§ **Exercise instructions**
Repeat word for word the part of the passage on C. S. Lewis's wartime sermon starting with "Although Lewis does" and going on through "off really living.".

START Reading passage

By Julien Smith
“What is the use of beginning a task which we have so little chance of finishing?” C. S. Lewis posed that question to a packed crowd at Evensong in the Oxford University Church of St. Mary the Virgin on October 22, 1939. Only the month prior, France and Great Britain had declared war on Germany, and for the second time in that century the world had plunged again into the horror of war. Many among those gathered for worship that evening had devoted themselves to the life of learning, but on the precipice of war this kind of life no doubt seemed rather pointless.
Lewis’ sermon, “Learning in War-time” (collected with eight of his other sermons in The Weight of Glory [New York: HarperOne, 2001]), speaks to the seeming foolishness of pursuing a scholarly vocation in the midst of a worldwide crisis. His words are no less relevant to us, in whatever vocation to which we find ourselves called, as we endure a crisis whose end is not in sight and whose cost in lives and livelihood is still beyond reckoning.
Although Lewis does not discount the gravity of war, he insists that war, like any calamity, must be put into perspective: “Human life has always lived on the edge of a precipice. Human culture has always had to exist under the shadow of something infinitely more important than itself. . . . We are mistaken when we compare war with ‘normal life.’ Life has never been normal.” If we put off the things that really matter until life is normal, we put off really living.
There are, of course, times when we may have to set aside our vocation for a time to meet an urgent need. Lewis admits that if you live on a dangerous coast, you may need to learn lifesaving. But, he adds, if you devote yourself entirely to lifesaving at the exclusion of all else, you will become a monomaniac. “The rescue of drowning men is, then, a duty worthy dying for, but not worth living for.”

END Reading passage
START Given information

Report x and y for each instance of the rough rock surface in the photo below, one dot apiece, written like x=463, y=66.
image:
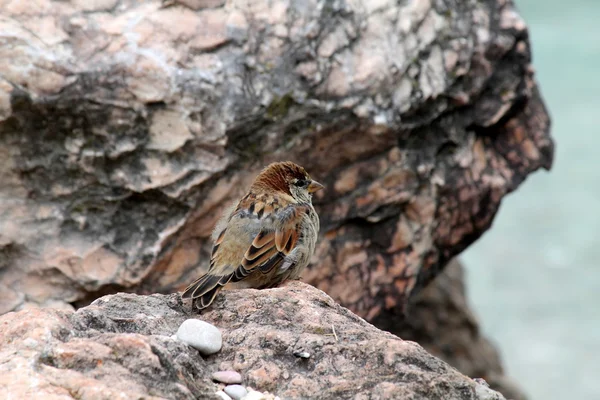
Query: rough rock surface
x=442, y=321
x=125, y=127
x=120, y=348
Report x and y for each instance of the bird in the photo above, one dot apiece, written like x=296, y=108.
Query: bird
x=264, y=239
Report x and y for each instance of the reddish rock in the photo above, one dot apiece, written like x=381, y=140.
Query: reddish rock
x=121, y=347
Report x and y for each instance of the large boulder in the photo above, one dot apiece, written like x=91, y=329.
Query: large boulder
x=120, y=347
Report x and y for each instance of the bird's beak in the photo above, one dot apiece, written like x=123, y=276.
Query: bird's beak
x=314, y=186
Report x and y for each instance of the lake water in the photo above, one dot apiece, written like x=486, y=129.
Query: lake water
x=534, y=278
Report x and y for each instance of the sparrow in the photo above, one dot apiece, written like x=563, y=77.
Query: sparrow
x=264, y=239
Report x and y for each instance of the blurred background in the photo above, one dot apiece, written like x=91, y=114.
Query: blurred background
x=534, y=278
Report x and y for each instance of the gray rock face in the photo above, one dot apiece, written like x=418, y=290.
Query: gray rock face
x=120, y=347
x=125, y=129
x=201, y=335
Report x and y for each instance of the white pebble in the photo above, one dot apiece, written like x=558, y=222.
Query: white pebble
x=200, y=335
x=222, y=395
x=229, y=377
x=236, y=392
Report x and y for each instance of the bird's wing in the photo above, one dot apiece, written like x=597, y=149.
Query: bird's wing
x=270, y=245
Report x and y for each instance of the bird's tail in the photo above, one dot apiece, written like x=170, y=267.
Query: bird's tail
x=204, y=290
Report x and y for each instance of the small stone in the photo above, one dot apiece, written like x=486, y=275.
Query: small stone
x=201, y=335
x=222, y=395
x=236, y=392
x=228, y=377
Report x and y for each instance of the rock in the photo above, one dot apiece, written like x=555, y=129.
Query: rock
x=119, y=348
x=134, y=124
x=201, y=335
x=222, y=395
x=236, y=392
x=229, y=377
x=121, y=146
x=441, y=320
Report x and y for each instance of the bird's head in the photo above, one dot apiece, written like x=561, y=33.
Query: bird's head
x=289, y=178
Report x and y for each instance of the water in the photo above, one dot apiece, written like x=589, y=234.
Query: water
x=534, y=278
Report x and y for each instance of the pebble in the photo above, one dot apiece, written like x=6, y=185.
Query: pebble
x=236, y=392
x=229, y=377
x=201, y=335
x=222, y=395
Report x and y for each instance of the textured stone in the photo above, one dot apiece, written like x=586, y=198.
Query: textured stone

END Given information

§ **Solved problem**
Although Lewis does not discount the gravity of war, he insists that war, like any calamity, must be put into perspective: “Human life has always lived on the edge of a precipice. Human culture has always had to exist under the shadow of something infinitely more important than itself. . . . We are mistaken when we compare war with ‘normal life.’ Life has never been normal.” If we put off the things that really matter until life is normal, we put off really living.